_Dataset records_
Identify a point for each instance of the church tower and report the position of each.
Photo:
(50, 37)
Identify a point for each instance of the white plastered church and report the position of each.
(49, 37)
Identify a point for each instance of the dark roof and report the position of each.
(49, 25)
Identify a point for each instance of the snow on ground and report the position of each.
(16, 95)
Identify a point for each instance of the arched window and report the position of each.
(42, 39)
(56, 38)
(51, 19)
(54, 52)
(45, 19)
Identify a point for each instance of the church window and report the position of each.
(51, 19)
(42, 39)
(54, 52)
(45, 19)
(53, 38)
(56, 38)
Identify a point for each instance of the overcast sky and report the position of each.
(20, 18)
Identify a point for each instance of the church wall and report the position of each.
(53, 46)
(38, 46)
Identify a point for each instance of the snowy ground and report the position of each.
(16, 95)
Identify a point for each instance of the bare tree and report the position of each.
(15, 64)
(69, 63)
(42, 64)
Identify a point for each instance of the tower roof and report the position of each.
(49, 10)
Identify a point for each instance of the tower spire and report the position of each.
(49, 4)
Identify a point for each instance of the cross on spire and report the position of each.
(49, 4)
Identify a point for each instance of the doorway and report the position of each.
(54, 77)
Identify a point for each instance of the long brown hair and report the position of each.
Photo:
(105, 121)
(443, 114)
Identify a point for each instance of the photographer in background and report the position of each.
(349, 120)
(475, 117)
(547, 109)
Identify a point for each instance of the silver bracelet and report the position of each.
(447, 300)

_Given instruction_
Lay out the material as a Markdown table with the columns Number and Material line. Start at the line containing "Identify a point for each instance of the tower spire" and end at the last line of the material, including both ends, with one numbered row per line and no blank lines.

_Solution_
| Number | Material line |
|---|---|
| 1 | Identify a point for each instance of the tower spire and report the position of each. |
| 2 | (49, 4) |
| 3 | Identify a point for each instance of the cross on spire and report the position of each. |
| 4 | (49, 4) |
| 5 | Identify a point for each instance of the doorway and report the position of each. |
| 6 | (54, 77) |
| 7 | Identify a point for each instance of the long brown hair and report the position of each. |
| 8 | Photo: |
| 9 | (105, 121) |
| 10 | (443, 114) |
| 11 | Identify a point for each instance of the photographer in background and report the position of each. |
| 12 | (349, 120) |
| 13 | (475, 117) |
| 14 | (547, 109) |
| 15 | Identify a point for each instance of the silver bracelet and report the position of each. |
| 16 | (447, 300) |